-- start Input data --

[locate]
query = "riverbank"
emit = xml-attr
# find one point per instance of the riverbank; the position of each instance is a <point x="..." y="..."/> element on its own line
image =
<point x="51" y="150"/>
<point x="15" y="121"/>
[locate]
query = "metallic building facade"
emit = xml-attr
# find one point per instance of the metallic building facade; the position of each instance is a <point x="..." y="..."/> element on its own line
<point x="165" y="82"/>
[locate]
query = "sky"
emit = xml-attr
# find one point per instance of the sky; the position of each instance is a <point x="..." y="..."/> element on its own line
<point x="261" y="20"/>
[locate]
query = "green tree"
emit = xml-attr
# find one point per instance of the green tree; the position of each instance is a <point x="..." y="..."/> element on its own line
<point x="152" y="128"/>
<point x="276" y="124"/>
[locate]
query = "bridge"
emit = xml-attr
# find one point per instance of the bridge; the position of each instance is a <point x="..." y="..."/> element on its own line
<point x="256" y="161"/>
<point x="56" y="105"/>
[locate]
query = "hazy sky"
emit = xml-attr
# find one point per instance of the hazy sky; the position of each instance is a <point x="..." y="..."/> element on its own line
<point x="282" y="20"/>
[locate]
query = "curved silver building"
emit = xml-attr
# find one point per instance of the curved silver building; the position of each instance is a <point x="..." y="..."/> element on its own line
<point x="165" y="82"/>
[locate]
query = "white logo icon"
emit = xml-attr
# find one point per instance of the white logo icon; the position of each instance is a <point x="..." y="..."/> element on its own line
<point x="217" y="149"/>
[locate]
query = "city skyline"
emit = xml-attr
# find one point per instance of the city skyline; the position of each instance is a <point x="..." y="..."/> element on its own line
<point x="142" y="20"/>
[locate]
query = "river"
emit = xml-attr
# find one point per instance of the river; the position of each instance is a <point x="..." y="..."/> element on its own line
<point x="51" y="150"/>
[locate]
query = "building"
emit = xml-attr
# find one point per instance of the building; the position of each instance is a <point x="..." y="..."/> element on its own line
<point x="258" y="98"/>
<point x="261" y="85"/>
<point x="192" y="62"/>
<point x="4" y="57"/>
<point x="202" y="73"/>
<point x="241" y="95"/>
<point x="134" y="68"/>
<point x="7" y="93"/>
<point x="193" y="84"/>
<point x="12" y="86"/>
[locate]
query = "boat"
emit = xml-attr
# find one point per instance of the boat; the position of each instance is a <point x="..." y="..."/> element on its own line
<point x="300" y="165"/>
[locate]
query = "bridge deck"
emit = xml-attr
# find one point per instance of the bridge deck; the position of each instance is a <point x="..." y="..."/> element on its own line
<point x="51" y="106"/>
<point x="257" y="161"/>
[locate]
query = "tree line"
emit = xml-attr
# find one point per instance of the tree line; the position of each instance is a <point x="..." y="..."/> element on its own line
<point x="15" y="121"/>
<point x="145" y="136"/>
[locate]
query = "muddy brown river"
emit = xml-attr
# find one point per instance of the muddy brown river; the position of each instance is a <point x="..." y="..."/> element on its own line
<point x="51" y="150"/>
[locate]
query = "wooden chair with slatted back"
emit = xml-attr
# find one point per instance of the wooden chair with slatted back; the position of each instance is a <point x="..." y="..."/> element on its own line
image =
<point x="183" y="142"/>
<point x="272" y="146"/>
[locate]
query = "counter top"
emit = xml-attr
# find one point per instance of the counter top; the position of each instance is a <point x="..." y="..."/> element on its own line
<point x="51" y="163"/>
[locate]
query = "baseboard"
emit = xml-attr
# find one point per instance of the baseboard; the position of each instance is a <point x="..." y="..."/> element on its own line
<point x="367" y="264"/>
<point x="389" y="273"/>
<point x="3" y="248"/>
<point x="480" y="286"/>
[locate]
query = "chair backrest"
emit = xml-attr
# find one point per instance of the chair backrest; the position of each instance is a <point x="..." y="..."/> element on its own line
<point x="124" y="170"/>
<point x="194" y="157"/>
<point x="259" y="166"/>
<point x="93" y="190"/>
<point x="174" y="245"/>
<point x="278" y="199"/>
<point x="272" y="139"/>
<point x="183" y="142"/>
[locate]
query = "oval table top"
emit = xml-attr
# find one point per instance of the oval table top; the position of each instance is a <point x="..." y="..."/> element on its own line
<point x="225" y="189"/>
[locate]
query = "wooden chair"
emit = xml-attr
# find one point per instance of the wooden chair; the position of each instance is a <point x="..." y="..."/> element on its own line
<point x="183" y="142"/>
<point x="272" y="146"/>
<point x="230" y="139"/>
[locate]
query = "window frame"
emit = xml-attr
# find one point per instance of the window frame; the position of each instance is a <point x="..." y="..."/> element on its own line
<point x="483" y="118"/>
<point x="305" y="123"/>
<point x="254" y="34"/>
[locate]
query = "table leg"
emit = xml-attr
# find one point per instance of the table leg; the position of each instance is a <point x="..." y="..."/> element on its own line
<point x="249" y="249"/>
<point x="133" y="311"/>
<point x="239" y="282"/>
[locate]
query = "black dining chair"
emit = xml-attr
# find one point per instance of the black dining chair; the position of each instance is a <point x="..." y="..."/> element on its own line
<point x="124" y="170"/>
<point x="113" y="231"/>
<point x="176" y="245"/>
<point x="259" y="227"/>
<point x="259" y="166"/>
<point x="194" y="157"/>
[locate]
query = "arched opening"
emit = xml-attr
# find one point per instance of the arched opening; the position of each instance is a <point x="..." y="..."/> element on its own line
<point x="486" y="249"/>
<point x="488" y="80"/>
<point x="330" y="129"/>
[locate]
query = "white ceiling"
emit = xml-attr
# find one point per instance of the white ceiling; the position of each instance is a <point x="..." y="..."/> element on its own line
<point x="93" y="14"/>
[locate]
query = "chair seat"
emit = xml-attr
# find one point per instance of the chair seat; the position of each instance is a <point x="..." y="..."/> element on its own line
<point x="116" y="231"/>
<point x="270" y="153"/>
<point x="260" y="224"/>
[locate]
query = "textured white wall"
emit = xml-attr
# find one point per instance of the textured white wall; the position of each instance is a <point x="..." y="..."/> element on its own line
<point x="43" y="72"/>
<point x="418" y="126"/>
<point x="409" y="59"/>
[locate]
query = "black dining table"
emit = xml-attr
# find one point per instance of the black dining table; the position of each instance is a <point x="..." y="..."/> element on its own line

-- end Input data --

**Problem details**
List every line of the data above that contains the word "opening".

**Result of the exercise**
query = "arched opening"
# find one point per instance of the arched opening; the position of each instance is a <point x="..." y="..."/> element on its own line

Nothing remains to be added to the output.